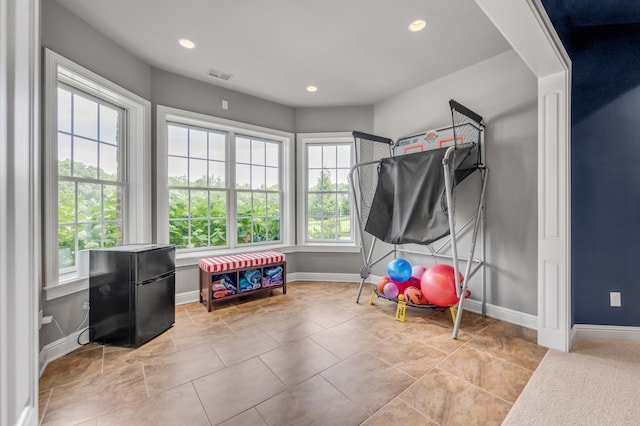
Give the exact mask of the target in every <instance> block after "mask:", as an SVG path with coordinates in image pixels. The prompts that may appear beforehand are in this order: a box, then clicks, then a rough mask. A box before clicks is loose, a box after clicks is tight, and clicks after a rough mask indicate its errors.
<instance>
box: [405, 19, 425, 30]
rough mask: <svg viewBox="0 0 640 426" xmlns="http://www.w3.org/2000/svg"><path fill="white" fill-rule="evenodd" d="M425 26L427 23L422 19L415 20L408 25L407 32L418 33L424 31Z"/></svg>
mask: <svg viewBox="0 0 640 426" xmlns="http://www.w3.org/2000/svg"><path fill="white" fill-rule="evenodd" d="M425 26H427V23H426V22H425V21H424V19H416V20H415V21H413V22H412V23H410V24H409V31H413V32H414V33H415V32H418V31H422V30H424V27H425Z"/></svg>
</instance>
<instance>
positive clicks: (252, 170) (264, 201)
mask: <svg viewBox="0 0 640 426" xmlns="http://www.w3.org/2000/svg"><path fill="white" fill-rule="evenodd" d="M291 139H292V137H291V135H290V134H288V133H284V132H279V131H277V130H271V129H265V128H262V127H257V126H252V125H248V124H243V123H238V122H233V121H230V120H223V119H218V118H215V117H210V116H206V115H203V114H197V113H192V112H188V111H182V110H178V109H174V108H169V107H163V106H159V107H158V140H159V144H158V182H166V186H163V185H158V194H157V200H158V219H157V221H158V237H157V239H158V241H159V242H165V241H166V242H169V243H171V244H175V245H176V247H177V248H178V249H180V251H181V252H184V253H188V252H190V251H194V252H195V251H197V252H202V251H210V250H217V251H221V250H224V251H234V250H236V249H238V250H239V249H246V247H253V246H258V245H259V246H275V245H284V244H289V238H290V235H292V234H293V232H291V230H289V227H291V225H288V226H283V225H282V224H283V223H287V224H291V223H292V222H293V220H292V217H293V215H292V214H290V212H289V210H290V209H291V206H292V205H293V199H292V194H291V191H290V190H288V188H290V187H292V186H293V184H292V178H293V176H292V174H291V172H290V168H287V167H283V165H284V164H289V162H290V160H291V156H290V154H289V150H290V140H291Z"/></svg>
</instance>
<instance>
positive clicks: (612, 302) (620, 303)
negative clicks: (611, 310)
mask: <svg viewBox="0 0 640 426" xmlns="http://www.w3.org/2000/svg"><path fill="white" fill-rule="evenodd" d="M609 306H611V307H612V308H620V307H622V300H621V298H620V292H619V291H612V292H610V293H609Z"/></svg>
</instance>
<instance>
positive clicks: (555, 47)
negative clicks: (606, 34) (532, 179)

_Exercise aim_. Reproduce all of the lines above verbatim, omitting the pictures.

_Task response_.
Give the exact mask of the target in every <instance> block after "mask:", as an SVG path with coordinates in image pixels. The prompts that may appear beforehand are in this order: a box, then clicks, then a rough mask. A box before clicks is loose, a box after clicks is tight, and clicks after a rough mask indicate its errors.
<instance>
box: [405, 19, 425, 30]
rough mask: <svg viewBox="0 0 640 426" xmlns="http://www.w3.org/2000/svg"><path fill="white" fill-rule="evenodd" d="M425 26L427 23L422 19L415 20L408 25L407 32L418 33L424 31Z"/></svg>
mask: <svg viewBox="0 0 640 426" xmlns="http://www.w3.org/2000/svg"><path fill="white" fill-rule="evenodd" d="M425 26H427V23H426V22H425V21H424V19H416V20H415V21H413V22H412V23H410V24H409V31H413V32H414V33H415V32H418V31H422V30H424V27H425Z"/></svg>
</instance>
<instance>
positive clicks: (252, 170) (264, 201)
mask: <svg viewBox="0 0 640 426" xmlns="http://www.w3.org/2000/svg"><path fill="white" fill-rule="evenodd" d="M291 139H292V137H291V135H290V134H288V133H284V132H279V131H277V130H271V129H265V128H262V127H257V126H252V125H248V124H243V123H238V122H233V121H230V120H223V119H218V118H215V117H210V116H206V115H203V114H197V113H192V112H188V111H182V110H178V109H174V108H169V107H163V106H159V107H158V140H159V144H158V182H166V186H163V185H158V194H157V200H158V219H157V221H158V237H157V239H158V241H159V242H165V241H166V242H169V243H171V244H175V245H176V247H177V248H178V249H180V251H181V252H184V253H188V252H190V251H194V252H195V251H197V252H202V251H210V250H217V251H221V250H224V251H234V250H236V249H238V250H239V249H246V247H253V246H258V245H259V246H275V245H284V244H289V238H290V235H292V234H293V232H291V230H289V227H291V225H288V226H283V225H282V224H283V223H287V224H291V223H292V222H293V220H292V217H293V215H292V214H290V212H289V210H290V209H291V206H292V205H293V199H292V194H291V191H290V190H288V188H290V187H292V186H293V184H292V178H293V176H292V174H291V172H290V168H287V167H283V165H284V164H289V162H290V160H291V156H290V154H289V150H290V140H291Z"/></svg>
</instance>
<instance>
positive clicks: (612, 302) (620, 303)
negative clicks: (611, 310)
mask: <svg viewBox="0 0 640 426" xmlns="http://www.w3.org/2000/svg"><path fill="white" fill-rule="evenodd" d="M609 306H611V307H612V308H620V307H622V300H621V298H620V292H619V291H612V292H610V293H609Z"/></svg>
</instance>
<instance>
positive clicks: (555, 47)
negative clicks: (606, 34) (532, 179)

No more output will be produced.